# [Stated exercise]
Please repeat all the records below word for word, leaving the pictures out of your answer.

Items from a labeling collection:

────────────────────

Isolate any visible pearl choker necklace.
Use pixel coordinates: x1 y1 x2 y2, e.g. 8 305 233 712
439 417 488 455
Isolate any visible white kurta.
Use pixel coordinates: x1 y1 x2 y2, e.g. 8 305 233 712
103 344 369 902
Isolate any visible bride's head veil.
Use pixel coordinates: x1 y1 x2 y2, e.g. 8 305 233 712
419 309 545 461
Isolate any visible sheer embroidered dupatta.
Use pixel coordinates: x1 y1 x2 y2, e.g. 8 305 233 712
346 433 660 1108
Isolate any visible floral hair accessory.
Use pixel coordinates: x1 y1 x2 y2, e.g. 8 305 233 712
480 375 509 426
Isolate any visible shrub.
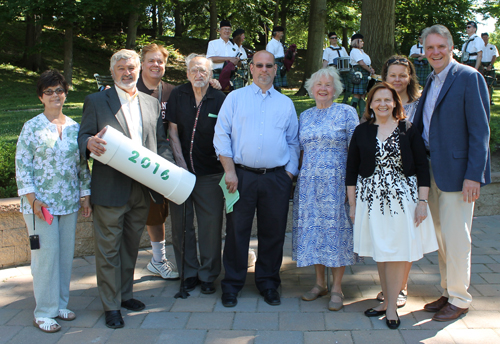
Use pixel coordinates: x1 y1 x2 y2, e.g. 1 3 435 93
0 142 17 198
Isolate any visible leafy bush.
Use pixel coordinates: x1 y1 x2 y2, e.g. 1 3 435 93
0 142 17 198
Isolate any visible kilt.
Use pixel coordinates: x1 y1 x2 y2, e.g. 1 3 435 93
233 68 245 90
274 61 288 87
415 64 431 86
349 65 370 94
481 62 496 86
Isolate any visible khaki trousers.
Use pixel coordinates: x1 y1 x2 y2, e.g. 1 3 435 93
429 162 474 308
94 182 150 311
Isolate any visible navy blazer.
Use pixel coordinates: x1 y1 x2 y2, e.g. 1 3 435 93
346 120 431 186
413 62 491 192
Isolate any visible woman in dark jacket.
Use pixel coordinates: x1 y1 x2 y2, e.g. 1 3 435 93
346 82 438 329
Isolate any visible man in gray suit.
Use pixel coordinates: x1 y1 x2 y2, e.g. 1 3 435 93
413 25 491 321
78 49 173 328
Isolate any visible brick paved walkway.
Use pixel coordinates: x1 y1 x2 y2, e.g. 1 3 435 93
0 216 500 344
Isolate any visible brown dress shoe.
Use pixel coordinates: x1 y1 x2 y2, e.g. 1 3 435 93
424 296 448 312
432 302 469 321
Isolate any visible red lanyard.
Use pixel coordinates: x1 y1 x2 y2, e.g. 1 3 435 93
189 99 203 173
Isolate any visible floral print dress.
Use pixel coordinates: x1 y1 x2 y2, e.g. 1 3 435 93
16 113 90 215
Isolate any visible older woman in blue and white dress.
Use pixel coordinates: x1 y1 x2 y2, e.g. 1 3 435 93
293 67 359 311
16 70 92 332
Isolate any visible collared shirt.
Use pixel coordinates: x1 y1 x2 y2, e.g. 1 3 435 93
166 82 226 176
266 38 285 59
323 45 349 64
351 48 372 66
137 73 175 125
115 85 142 145
214 84 299 175
422 59 457 149
462 34 484 60
481 43 498 62
408 42 424 57
207 38 239 69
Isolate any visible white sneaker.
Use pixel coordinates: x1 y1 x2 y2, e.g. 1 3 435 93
148 258 179 280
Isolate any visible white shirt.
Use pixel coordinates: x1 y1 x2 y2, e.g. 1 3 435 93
481 43 498 62
266 38 285 59
115 85 142 142
462 34 484 60
323 45 349 64
351 48 372 66
408 42 425 57
207 38 238 69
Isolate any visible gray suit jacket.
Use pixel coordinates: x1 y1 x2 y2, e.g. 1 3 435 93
78 87 174 207
413 63 491 192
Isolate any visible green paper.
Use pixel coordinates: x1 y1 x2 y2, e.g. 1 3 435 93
219 173 240 214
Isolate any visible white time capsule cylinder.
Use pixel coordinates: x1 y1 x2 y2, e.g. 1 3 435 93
90 125 196 204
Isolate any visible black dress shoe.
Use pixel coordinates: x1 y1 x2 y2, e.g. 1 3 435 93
385 315 401 330
201 281 215 294
104 311 125 328
184 277 200 291
365 308 385 317
221 293 238 307
122 299 146 312
260 289 281 306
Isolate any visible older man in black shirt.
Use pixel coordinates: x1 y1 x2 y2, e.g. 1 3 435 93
166 54 225 294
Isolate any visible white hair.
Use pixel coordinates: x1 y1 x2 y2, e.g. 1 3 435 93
109 49 141 72
305 67 344 99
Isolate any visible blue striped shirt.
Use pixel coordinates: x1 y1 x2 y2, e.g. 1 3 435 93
214 84 299 175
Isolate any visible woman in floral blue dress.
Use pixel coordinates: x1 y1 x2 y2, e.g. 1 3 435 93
293 67 359 311
16 70 92 332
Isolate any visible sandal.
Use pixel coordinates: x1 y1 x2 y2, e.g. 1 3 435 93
33 318 61 333
302 284 328 301
57 309 76 321
396 290 408 308
328 291 344 311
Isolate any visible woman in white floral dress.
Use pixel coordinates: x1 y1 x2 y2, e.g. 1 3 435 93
16 70 92 332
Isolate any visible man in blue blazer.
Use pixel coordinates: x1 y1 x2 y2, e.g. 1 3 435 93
413 25 491 321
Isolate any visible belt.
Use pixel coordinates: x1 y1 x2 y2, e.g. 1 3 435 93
236 164 285 174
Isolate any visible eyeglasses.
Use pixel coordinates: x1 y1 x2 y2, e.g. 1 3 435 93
254 63 274 69
387 58 409 66
189 68 208 75
42 88 66 96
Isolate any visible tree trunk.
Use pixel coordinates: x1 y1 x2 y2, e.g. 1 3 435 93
172 0 184 37
158 1 163 37
125 11 139 49
23 13 42 72
296 0 326 96
360 0 396 74
64 23 73 87
209 0 217 41
151 0 158 38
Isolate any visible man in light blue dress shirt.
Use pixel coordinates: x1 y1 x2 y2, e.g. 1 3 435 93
214 51 299 307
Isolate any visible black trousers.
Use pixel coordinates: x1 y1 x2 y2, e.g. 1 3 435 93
221 167 292 293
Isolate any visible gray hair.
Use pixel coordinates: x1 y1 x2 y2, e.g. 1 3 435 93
184 53 214 74
422 24 453 50
109 49 141 72
305 67 344 100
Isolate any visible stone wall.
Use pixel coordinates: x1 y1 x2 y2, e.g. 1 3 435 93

────────────────────

# [Answer to this problem]
Isolate any visible pearl choker necklace.
Use pixel coordinates: x1 y1 x2 y2, e.g. 8 305 233 712
439 417 488 455
Isolate any visible white kurta.
Use pixel coordinates: x1 y1 x2 y2, e.g. 8 305 233 712
103 344 369 902
Isolate any visible bride's head veil.
Use pixel coordinates: x1 y1 x2 y2, e.g. 8 305 233 712
419 309 545 461
Isolate any visible sheer embroidered dupatta.
Use pixel coordinates: x1 y1 x2 y2, e.g. 8 305 233 712
346 433 660 1108
Isolate any visible floral hair accessory.
Use pixel coordinates: x1 y1 x2 y2, e.g. 8 305 233 712
480 375 509 426
Isolate any visible shrub.
Use pixel coordinates: x1 y1 x2 y2, e.g. 1 3 435 93
0 142 17 198
Isolate any visible leafy bush.
Use pixel coordinates: x1 y1 x2 y2, e.g. 1 3 435 93
0 142 17 198
Isolate any visible kilt.
Use pixel coordinates: x1 y1 x2 y2, e.g. 1 3 435 93
233 68 245 90
274 61 288 87
415 64 431 86
349 65 370 94
481 62 496 86
Isolate any visible khaki trousers.
Use pixel coordinates: x1 y1 x2 y2, e.g. 1 3 435 93
429 162 474 308
94 182 150 311
Isolate any visible navy blazer.
Use pixel coordinates: x1 y1 x2 y2, e.g. 1 3 435 93
346 120 431 186
413 62 491 192
Isolate any visible woman in dark jacket.
Use pixel coordinates: x1 y1 x2 y2, e.g. 1 3 435 93
346 82 438 329
Isolate any visible man in gray suit.
Use pixel coordinates: x1 y1 x2 y2, e.g. 1 3 435 93
413 25 491 321
78 49 173 328
Isolate any visible brick paved walkway.
Use pixel coordinates: x1 y1 x2 y2, e.g. 1 3 435 93
0 216 500 344
Isolate any visible brown dress shoe.
Use pixel coordinates: x1 y1 x2 y2, e.g. 1 3 435 93
424 296 448 312
432 302 469 321
Isolate any visible red lanyard.
Use pixel coordinates: x1 y1 x2 y2, e.g. 1 3 435 93
189 99 203 173
Isolate any visible floral print dress.
Use pixel coordinates: x1 y1 x2 y2, e.g. 1 3 435 93
16 113 90 215
Isolate any visible older woman in blue and white dress.
Use pixel coordinates: x1 y1 x2 y2, e.g. 1 3 435 93
293 67 359 311
16 70 92 332
Isolate any visible collared shirt.
Use pixel coordinates: x1 y1 x2 y2, e.g. 1 3 435 93
166 82 226 176
266 38 285 59
323 45 349 64
351 48 372 66
137 73 175 125
115 85 142 145
214 84 299 175
422 59 457 149
462 34 484 60
481 43 498 62
408 42 424 57
207 38 239 69
Isolate any visible white sneaker.
Use pixel coordinates: x1 y1 x2 y2, e.g. 1 3 435 93
148 258 179 280
Isolate any visible white shirt.
Use pixel coordinates: x1 y1 x2 y2, e.g. 1 3 435 93
481 43 498 62
266 38 285 59
115 85 142 142
462 34 484 60
323 45 349 64
351 48 372 66
408 42 425 57
207 38 238 69
Isolate any visible gray suit jacket.
Use pixel coordinates: x1 y1 x2 y2, e.g. 1 3 435 93
78 87 174 207
413 63 491 192
Isolate any visible green paper.
Use pixel coordinates: x1 y1 x2 y2, e.g. 1 3 435 93
219 173 240 214
Isolate any visible white time capsule cylinder.
Use pixel coordinates: x1 y1 x2 y2, e.g. 1 3 435 93
90 125 196 204
Isolate any visible black dress shoe.
Use pixel coordinates: x1 y1 x2 y2, e.g. 1 3 435 93
385 315 401 330
201 281 215 294
104 311 125 328
184 277 200 291
365 308 385 317
221 293 238 307
122 299 146 312
260 289 281 306
Isolate any visible older man in black shirt.
Use pixel coordinates: x1 y1 x2 y2, e.g. 1 3 435 93
166 54 225 294
Isolate any visible white hair.
Use pixel coordinates: x1 y1 x2 y2, e.g. 1 3 435 93
109 49 141 72
305 67 344 99
Isolate any visible blue striped shirt.
Use pixel coordinates: x1 y1 x2 y2, e.g. 1 3 435 93
214 84 299 175
Isolate any visible woman in floral blue dress.
Use pixel coordinates: x1 y1 x2 y2, e.g. 1 3 435 93
293 67 359 311
16 70 92 332
Isolate any visible sandal.
Use pixel coordinates: x1 y1 x2 y2, e.g. 1 3 435 93
33 318 61 333
302 284 328 301
57 309 76 321
396 290 408 308
328 291 344 311
Isolate any visible woman in white floral dress.
Use pixel coordinates: x1 y1 x2 y2, e.g. 1 3 435 93
16 70 92 332
Isolate any visible man in blue blazer.
Use pixel coordinates: x1 y1 x2 y2, e.g. 1 3 435 93
413 25 491 321
Isolate any visible belt.
Use pixel coordinates: x1 y1 x2 y2, e.g. 1 3 435 93
236 164 285 174
Isolate any visible eyeglasses.
Use pixel coordinates: x1 y1 x2 y2, e.g. 1 3 435 93
254 63 274 69
387 58 409 66
189 68 208 75
42 88 66 96
Isolate any visible tree trunk.
Use pixel coordinates: x1 y1 x2 y2, e.g. 1 3 435 93
172 0 184 37
158 1 163 37
125 11 139 49
23 13 42 72
296 0 326 96
360 0 396 74
64 23 73 87
209 0 217 41
151 0 158 38
Isolate any visible man in light blue dress shirt.
Use pixel coordinates: x1 y1 x2 y2, e.g. 1 3 435 93
214 51 299 307
Isolate any visible black trousers.
Use pixel coordinates: x1 y1 x2 y2, e.g. 1 3 435 93
221 167 292 293
Isolate any visible gray hair.
Use pixel coordinates: x1 y1 x2 y2, e.g. 1 3 435 93
184 53 214 74
422 24 453 50
109 49 141 72
305 67 344 100
Isolate any visible stone wall.
Use pixel coordinates: x1 y1 x2 y2, e.g. 1 3 435 93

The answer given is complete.